To do: Format the lines of the data from the line with "Task: tag the white cloud" to the line with "x=848, y=329" as a JSON list of strings, one string per line and no blank lines. Include both of those lines and nothing else.

Records from a point-labeling set:
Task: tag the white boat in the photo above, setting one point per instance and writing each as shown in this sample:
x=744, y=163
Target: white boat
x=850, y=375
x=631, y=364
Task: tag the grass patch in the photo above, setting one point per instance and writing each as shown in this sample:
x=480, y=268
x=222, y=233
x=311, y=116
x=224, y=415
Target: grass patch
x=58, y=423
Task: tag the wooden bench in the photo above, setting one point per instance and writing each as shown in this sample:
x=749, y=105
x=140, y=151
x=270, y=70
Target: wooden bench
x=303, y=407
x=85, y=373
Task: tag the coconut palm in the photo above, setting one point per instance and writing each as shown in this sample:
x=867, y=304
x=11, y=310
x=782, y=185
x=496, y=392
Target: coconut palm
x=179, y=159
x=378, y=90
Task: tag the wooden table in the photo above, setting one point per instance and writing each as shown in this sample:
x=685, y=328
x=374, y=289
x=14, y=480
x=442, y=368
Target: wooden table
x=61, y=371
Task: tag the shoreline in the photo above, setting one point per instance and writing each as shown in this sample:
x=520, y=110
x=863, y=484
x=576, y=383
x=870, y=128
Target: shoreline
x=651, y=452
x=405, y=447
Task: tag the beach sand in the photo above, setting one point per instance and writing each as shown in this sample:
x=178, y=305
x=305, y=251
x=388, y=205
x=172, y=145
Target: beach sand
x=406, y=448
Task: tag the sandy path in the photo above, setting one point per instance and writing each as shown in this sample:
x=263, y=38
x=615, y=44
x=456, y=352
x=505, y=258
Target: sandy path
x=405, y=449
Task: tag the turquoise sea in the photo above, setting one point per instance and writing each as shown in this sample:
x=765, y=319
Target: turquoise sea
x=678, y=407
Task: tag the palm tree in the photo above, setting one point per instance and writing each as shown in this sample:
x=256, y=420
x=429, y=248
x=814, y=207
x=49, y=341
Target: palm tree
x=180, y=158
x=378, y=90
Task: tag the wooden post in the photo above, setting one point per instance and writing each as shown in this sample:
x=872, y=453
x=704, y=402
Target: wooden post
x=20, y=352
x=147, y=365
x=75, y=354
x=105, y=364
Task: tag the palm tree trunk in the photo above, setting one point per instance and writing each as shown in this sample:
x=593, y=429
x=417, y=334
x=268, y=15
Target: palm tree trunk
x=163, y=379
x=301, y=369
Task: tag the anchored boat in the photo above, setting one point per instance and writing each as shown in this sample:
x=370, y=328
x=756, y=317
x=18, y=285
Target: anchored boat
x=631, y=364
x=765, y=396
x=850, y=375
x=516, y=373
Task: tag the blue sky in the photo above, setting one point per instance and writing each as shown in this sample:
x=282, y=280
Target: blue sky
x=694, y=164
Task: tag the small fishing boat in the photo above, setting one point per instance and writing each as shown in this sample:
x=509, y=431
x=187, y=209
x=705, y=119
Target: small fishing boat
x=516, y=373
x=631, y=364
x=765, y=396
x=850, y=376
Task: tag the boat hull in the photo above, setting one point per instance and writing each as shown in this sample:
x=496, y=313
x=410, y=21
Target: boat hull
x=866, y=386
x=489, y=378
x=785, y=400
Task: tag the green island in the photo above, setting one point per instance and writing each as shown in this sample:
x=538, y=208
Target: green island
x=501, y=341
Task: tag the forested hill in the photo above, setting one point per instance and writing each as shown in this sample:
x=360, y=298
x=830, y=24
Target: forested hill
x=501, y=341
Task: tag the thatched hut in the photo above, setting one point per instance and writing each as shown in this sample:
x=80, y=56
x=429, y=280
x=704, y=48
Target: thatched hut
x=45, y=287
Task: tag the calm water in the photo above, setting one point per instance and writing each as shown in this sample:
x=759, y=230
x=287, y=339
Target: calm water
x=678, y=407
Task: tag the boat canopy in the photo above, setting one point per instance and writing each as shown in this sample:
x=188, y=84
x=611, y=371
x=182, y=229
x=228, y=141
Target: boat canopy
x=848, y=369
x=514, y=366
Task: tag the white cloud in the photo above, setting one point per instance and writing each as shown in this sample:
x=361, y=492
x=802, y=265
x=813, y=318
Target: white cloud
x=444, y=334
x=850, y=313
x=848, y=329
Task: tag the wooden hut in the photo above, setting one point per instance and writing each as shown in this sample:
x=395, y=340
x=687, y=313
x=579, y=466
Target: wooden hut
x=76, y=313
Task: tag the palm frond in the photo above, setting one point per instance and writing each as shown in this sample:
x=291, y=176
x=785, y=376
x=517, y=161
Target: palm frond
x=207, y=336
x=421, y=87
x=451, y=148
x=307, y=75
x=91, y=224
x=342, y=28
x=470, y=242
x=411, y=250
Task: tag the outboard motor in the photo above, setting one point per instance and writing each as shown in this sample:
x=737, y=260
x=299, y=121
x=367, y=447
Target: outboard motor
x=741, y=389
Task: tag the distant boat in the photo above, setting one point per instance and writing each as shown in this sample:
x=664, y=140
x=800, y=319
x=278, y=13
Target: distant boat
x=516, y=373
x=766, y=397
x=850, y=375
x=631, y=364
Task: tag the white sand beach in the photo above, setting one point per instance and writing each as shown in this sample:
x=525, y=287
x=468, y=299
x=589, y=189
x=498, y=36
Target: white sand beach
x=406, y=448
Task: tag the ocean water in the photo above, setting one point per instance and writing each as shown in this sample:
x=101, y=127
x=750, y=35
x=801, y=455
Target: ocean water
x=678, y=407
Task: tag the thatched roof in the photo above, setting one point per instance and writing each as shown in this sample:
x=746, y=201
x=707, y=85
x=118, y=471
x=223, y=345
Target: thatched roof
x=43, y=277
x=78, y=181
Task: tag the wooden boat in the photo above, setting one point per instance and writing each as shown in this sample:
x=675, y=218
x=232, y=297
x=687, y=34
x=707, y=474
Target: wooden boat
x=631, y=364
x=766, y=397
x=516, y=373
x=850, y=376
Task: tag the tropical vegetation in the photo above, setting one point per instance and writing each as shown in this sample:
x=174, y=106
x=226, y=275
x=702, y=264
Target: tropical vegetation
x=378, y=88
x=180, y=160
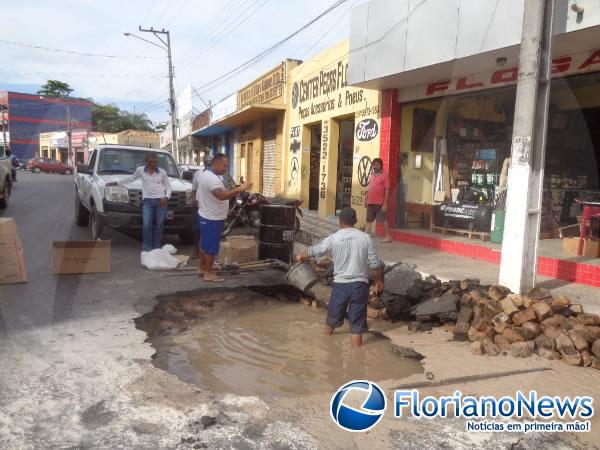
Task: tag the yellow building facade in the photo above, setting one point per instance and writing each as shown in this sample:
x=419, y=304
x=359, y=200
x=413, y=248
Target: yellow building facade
x=259, y=126
x=333, y=135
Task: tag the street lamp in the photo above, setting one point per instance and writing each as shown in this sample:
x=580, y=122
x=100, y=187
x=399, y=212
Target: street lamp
x=167, y=48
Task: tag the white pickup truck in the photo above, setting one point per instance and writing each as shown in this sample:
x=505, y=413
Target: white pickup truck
x=120, y=207
x=5, y=180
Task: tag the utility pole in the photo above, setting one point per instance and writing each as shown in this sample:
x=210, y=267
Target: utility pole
x=71, y=159
x=518, y=266
x=157, y=33
x=4, y=123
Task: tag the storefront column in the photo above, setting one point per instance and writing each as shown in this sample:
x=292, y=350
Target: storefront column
x=389, y=148
x=328, y=173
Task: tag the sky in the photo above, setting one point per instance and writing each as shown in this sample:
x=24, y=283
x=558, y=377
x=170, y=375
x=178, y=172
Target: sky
x=208, y=38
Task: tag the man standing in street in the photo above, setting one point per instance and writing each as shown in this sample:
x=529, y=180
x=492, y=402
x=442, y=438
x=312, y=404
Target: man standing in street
x=156, y=190
x=13, y=164
x=377, y=199
x=207, y=164
x=353, y=255
x=213, y=197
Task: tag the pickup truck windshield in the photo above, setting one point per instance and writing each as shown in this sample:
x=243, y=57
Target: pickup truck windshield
x=124, y=161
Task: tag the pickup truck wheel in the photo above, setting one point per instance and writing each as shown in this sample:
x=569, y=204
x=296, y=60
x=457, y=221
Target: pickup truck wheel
x=94, y=224
x=186, y=238
x=6, y=197
x=82, y=215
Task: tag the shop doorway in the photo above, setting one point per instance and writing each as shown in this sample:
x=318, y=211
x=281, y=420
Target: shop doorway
x=343, y=195
x=269, y=158
x=243, y=176
x=315, y=161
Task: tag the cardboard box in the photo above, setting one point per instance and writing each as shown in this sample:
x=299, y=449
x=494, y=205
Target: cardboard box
x=12, y=259
x=72, y=257
x=591, y=248
x=238, y=250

Response to this exercise:
[
  "Task: tag the white cloud in the photo above, setting one point per instance and writing each as shown in this sample:",
  "x=361, y=492",
  "x=802, y=265",
  "x=813, y=318",
  "Target: white cloud",
  "x=444, y=334",
  "x=850, y=313",
  "x=848, y=329"
]